**Stated task**
Render all of the data below as a numbered list, omitting blank lines and leaving out the pictures.

**Extracted records**
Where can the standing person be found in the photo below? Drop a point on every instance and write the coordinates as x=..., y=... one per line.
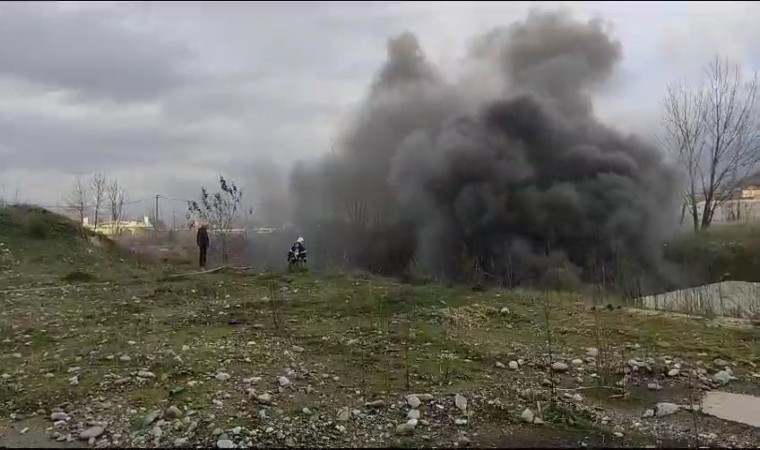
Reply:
x=201, y=238
x=297, y=253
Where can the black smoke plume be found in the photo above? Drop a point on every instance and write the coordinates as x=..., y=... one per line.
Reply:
x=504, y=174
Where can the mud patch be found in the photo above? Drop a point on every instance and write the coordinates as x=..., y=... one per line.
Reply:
x=733, y=407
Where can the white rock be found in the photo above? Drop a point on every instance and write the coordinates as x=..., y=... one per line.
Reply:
x=405, y=428
x=559, y=367
x=460, y=401
x=223, y=376
x=724, y=376
x=56, y=416
x=92, y=432
x=225, y=443
x=173, y=412
x=666, y=409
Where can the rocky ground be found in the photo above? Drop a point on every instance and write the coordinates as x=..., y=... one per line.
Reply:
x=236, y=359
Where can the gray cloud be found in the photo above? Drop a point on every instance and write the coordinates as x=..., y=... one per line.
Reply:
x=91, y=52
x=166, y=95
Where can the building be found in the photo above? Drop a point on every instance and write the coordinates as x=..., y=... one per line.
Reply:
x=113, y=228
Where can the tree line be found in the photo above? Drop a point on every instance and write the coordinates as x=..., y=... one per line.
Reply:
x=712, y=129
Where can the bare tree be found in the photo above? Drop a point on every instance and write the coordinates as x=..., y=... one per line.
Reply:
x=99, y=187
x=115, y=197
x=77, y=203
x=714, y=133
x=219, y=209
x=684, y=135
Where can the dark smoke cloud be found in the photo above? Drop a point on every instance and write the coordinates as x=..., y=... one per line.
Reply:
x=510, y=184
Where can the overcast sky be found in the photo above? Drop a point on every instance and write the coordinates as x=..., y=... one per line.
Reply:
x=165, y=96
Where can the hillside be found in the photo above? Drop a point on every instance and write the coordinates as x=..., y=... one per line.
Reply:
x=131, y=357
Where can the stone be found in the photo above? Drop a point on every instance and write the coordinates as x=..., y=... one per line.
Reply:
x=724, y=377
x=150, y=418
x=92, y=432
x=225, y=443
x=665, y=409
x=460, y=401
x=560, y=367
x=173, y=412
x=527, y=416
x=223, y=376
x=405, y=428
x=56, y=416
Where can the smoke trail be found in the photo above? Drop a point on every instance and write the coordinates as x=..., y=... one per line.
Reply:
x=511, y=184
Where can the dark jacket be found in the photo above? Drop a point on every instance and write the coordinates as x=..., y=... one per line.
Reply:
x=201, y=238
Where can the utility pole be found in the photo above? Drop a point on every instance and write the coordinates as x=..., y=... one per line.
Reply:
x=155, y=219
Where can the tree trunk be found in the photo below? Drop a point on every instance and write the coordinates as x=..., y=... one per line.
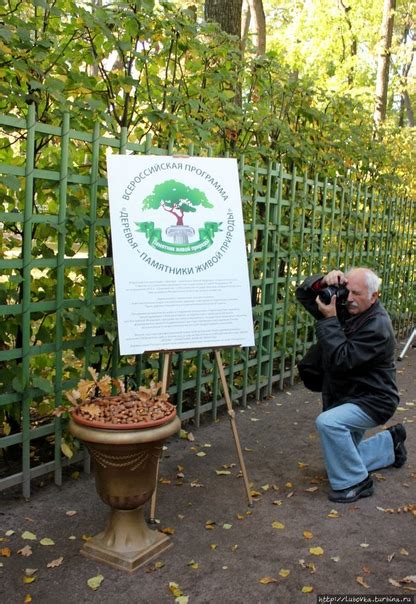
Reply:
x=259, y=25
x=382, y=79
x=227, y=13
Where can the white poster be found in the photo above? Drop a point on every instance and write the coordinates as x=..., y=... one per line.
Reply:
x=179, y=253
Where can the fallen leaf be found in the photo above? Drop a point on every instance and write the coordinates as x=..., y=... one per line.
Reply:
x=86, y=537
x=284, y=572
x=25, y=551
x=175, y=589
x=360, y=581
x=95, y=582
x=268, y=580
x=55, y=563
x=316, y=551
x=333, y=514
x=29, y=536
x=47, y=541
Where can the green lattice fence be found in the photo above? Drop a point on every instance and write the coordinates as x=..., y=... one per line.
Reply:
x=56, y=285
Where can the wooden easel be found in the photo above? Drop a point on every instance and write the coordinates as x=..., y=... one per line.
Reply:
x=231, y=414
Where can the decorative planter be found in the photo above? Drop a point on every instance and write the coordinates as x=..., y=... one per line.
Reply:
x=125, y=461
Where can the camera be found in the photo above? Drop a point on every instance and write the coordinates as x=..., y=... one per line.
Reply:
x=340, y=292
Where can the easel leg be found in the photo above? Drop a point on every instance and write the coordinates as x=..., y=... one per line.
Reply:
x=407, y=345
x=231, y=415
x=165, y=385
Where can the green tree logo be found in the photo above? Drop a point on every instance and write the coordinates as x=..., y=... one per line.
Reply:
x=177, y=199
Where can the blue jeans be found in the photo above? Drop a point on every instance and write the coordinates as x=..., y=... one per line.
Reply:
x=349, y=458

**Complete response**
1. Where can the standing person be found in the photo below? Drop a point on every instance and write the coordinates as x=..., y=... one per line.
2. Reply:
3. x=201, y=238
4. x=297, y=253
5. Where can the black smoke plume be found in the photo above? Drop a point on every instance and write the coordinates as x=..., y=... one per line.
6. Reply:
7. x=504, y=174
8. Where can the mud patch be found in the photo above? Drop a point on every instance and write the coordinates as x=..., y=... one per line.
9. Reply:
10. x=733, y=407
11. Where can the white rock be found in the photo above? Drop a point on every instance and write the coordinates as x=..., y=... one per line.
12. Reply:
13. x=405, y=428
14. x=559, y=367
15. x=460, y=401
16. x=223, y=376
17. x=724, y=376
18. x=56, y=416
19. x=92, y=432
20. x=225, y=443
21. x=173, y=412
22. x=666, y=409
23. Where can the rocky ground be found in the photo above? Drop a point on every instance and write the coordinates as x=..., y=... one per line.
24. Reply:
25. x=236, y=359
26. Where can the gray cloud be found in the photo above? Drop a point on every instance and write the coordinates as x=..., y=... one per line.
27. Reply:
28. x=91, y=52
29. x=166, y=95
30. Where can the building be found in the photo above? Drop a point on every instance and write the coordinates as x=..., y=... one per line.
31. Reply:
32. x=113, y=228
33. Where can the tree line be found in the photo above? Drop a point on every instance and write the coordinates as x=..., y=... one per line.
34. Reply:
35. x=712, y=129
36. Where can the bare tree be found in the photo above? Drop a point on every instance and write the coordinates as x=..., y=... one per line.
37. Reply:
38. x=99, y=187
39. x=115, y=197
40. x=77, y=203
41. x=714, y=133
42. x=219, y=209
43. x=684, y=135
44. Where can the dark smoke cloud be found in the photo above? Drop a point on every instance and write the coordinates as x=..., y=... one per line.
45. Reply:
46. x=510, y=184
47. Where can the overcast sky be found in the photo above? Drop a point on every instance and write the coordinates as x=..., y=... one per line.
48. Reply:
49. x=165, y=96
50. Where can the hillside be found in the photo above? Drop a point on every instance and write the coordinates as x=..., y=... one per line.
51. Reply:
52. x=131, y=357
53. Where can the stone be found in the photo above? Drop a point on every instance and write the coordinates as x=..., y=... one per line.
54. Reply:
55. x=724, y=377
56. x=150, y=418
57. x=92, y=432
58. x=225, y=443
59. x=665, y=409
60. x=460, y=401
61. x=560, y=367
62. x=173, y=412
63. x=527, y=416
64. x=223, y=376
65. x=405, y=428
66. x=56, y=416
67. Where can the smoke trail be found in the photo above? Drop a point on every instance and write the coordinates as x=..., y=... one per line.
68. Reply:
69. x=511, y=184
70. Where can the dark jacket be found in the photo above? Drop a point on every instance and write the coordinates as x=..., y=... one per line.
71. Reply:
72. x=201, y=238
73. Where can the utility pole be found in the photo above? Drop a point on every instance and write the coordinates as x=..., y=... one per line.
74. Reply:
75. x=155, y=219
76. Where can the tree trunk be found in the photo below? Drop a point on every instance and write the coordinates as x=..., y=... one per line.
77. Reply:
78. x=259, y=25
79. x=382, y=79
80. x=227, y=13
81. Where can the white poster be found in the photo above? Drop a point on every instance and write the coordinates as x=..., y=... one per line.
82. Reply:
83. x=179, y=253
84. Where can the fallen leaf be found in the photo above? Drop a point on every instance and write the coordinates as x=..., y=... one per line.
85. Reply:
86. x=86, y=537
87. x=284, y=572
88. x=25, y=551
89. x=175, y=589
90. x=360, y=581
91. x=95, y=582
92. x=268, y=580
93. x=55, y=563
94. x=316, y=551
95. x=333, y=514
96. x=29, y=536
97. x=47, y=541
98. Where can the green lattice fence be found in the photo above? Drop a point on every instance and write the coordinates as x=..., y=... one per line.
99. Reply:
100. x=56, y=285
101. Where can the wooden easel be found in the photo above? Drop a point on every instance and write the coordinates as x=..., y=... one per line.
102. Reply:
103. x=231, y=414
104. Where can the decorative planter be found in the photo above? Drop a point on every instance and write the coordinates as x=..., y=... one per line.
105. Reply:
106. x=125, y=461
107. Where can the camera be found in the photo above? Drop a point on every instance and write the coordinates as x=..., y=... one per line.
108. Reply:
109. x=340, y=292
110. Where can the easel leg be found in the photo above? Drop a point on every instance and write the coordinates as x=..., y=... one per line.
111. Reply:
112. x=407, y=345
113. x=231, y=415
114. x=165, y=385
115. Where can the green tree logo be found in the photo above? Drop a point on every instance and write the coordinates as x=..., y=... one per line.
116. Reply:
117. x=177, y=199
118. Where can the blue jeans be found in the photo above? Drop a point on every instance and write the coordinates as x=..., y=... one per line.
119. Reply:
120. x=349, y=458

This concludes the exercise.